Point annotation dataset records
☆ ☆ ☆ ☆
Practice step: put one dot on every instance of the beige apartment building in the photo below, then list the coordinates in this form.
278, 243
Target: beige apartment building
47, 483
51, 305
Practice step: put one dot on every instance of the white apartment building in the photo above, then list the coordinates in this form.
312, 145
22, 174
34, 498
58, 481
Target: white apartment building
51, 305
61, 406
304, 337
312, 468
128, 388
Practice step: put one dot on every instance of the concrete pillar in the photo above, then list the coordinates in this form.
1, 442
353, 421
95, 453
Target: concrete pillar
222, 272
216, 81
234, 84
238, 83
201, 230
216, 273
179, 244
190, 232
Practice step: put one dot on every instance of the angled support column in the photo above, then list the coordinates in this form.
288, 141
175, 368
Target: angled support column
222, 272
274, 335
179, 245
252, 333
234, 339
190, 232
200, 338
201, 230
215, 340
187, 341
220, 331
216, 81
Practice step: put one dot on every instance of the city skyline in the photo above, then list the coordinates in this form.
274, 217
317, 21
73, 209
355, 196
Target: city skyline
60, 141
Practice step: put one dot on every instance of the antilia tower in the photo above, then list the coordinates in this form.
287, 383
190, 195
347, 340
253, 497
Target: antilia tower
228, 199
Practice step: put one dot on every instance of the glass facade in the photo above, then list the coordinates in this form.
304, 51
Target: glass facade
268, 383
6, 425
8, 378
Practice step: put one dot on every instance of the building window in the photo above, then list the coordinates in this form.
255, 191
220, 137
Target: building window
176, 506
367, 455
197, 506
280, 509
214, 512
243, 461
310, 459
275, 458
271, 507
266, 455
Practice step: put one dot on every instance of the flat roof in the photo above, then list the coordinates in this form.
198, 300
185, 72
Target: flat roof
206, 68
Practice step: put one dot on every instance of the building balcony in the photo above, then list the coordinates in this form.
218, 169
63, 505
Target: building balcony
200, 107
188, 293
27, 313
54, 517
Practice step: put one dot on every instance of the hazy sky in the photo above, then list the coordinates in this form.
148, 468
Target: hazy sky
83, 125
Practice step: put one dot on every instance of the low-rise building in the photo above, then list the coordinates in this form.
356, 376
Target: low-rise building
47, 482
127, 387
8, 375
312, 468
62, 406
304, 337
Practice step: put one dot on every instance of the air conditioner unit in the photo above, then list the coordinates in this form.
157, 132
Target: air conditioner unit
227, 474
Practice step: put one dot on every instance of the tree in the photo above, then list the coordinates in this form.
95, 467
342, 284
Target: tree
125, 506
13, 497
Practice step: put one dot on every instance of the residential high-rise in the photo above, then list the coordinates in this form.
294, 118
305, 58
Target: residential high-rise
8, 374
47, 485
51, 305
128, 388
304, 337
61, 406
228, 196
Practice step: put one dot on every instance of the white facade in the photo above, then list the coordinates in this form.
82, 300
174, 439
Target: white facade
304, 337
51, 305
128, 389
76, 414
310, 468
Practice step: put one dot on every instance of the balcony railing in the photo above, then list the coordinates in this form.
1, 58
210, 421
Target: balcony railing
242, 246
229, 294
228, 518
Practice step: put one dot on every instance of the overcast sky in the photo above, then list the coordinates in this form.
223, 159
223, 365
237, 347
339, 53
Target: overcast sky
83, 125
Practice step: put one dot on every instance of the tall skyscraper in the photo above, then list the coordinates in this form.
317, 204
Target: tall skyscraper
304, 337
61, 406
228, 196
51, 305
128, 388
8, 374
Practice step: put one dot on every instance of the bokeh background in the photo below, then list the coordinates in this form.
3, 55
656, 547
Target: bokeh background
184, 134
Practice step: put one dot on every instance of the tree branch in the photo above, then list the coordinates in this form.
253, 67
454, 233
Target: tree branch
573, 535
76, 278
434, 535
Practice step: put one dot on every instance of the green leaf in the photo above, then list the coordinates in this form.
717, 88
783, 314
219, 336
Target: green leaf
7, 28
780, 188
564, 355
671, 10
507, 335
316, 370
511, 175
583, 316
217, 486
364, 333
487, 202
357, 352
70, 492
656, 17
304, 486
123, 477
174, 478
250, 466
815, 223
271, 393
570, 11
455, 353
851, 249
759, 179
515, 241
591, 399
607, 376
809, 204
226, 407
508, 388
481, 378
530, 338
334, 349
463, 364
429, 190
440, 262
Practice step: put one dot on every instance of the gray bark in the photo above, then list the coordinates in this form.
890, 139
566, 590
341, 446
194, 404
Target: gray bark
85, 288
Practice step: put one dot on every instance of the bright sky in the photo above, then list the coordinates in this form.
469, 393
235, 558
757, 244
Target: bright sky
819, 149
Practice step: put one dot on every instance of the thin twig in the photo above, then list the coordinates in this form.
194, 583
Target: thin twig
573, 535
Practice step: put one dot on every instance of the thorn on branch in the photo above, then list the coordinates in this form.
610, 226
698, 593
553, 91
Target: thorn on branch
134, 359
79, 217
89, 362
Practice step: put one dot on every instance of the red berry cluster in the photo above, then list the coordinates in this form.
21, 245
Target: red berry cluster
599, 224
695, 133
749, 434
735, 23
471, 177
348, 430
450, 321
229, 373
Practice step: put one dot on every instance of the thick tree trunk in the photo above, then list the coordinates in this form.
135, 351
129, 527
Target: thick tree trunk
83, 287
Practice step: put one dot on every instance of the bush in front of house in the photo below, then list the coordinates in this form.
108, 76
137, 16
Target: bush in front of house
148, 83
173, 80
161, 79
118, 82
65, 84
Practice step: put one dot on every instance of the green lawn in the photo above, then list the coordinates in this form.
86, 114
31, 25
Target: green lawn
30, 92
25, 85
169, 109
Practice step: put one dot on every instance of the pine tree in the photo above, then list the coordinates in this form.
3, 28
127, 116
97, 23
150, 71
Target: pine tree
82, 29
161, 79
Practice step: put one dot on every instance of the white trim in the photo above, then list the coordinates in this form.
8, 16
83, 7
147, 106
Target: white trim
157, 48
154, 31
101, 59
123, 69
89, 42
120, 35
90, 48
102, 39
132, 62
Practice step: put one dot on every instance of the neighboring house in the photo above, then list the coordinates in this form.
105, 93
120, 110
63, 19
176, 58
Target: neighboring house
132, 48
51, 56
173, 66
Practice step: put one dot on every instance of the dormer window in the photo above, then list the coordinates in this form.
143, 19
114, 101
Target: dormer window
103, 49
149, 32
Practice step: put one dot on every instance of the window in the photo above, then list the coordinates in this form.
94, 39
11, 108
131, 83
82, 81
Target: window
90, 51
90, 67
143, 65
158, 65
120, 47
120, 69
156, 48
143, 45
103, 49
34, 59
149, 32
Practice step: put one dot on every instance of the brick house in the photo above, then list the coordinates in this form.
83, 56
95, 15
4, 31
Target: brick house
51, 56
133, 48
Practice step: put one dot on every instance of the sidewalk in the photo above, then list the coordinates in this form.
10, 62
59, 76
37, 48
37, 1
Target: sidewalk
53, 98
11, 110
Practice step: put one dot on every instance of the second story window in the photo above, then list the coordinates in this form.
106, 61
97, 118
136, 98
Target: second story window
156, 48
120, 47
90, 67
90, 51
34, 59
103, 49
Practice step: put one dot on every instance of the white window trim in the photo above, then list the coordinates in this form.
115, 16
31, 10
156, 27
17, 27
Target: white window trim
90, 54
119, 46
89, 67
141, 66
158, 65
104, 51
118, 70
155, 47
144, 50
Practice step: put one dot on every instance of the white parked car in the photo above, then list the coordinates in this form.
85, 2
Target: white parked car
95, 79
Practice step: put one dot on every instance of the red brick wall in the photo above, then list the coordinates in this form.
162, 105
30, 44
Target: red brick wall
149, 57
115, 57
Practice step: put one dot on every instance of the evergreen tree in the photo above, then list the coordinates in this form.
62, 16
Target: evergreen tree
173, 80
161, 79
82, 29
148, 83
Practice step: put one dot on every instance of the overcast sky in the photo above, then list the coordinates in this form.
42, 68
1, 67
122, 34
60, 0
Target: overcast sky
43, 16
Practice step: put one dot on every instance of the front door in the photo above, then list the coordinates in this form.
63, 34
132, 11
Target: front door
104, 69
☆ ☆ ☆ ☆
▶ [The request] Nothing but the lines from the one with "the white parked" through the end of the data above should be repeated, each exactly as it stands.

▶ [The answer]
Practice step: put one dot on every instance of the white parked car in the photo above, then list the coordinates in this form.
85, 2
Target: white parked car
95, 79
Practice step: put one dot on every instance of the red brick wall in the photo above, then list the coordinates in this form.
162, 105
30, 44
Target: red brick wall
149, 57
115, 57
Practice step: put one dot on every instance of the evergreen tree in the photo above, then list the coordinates in this form.
62, 16
Target: evergreen tree
173, 80
161, 79
82, 29
148, 83
Practice step: put one dot on every instance of the overcast sky in the photo above, then list the coordinates in this form.
42, 68
1, 67
122, 34
60, 0
Target: overcast sky
43, 16
Practice step: put one dot on every instance of the front door in the photo above, then list the coordinates in this form.
63, 34
132, 11
Target: front door
104, 69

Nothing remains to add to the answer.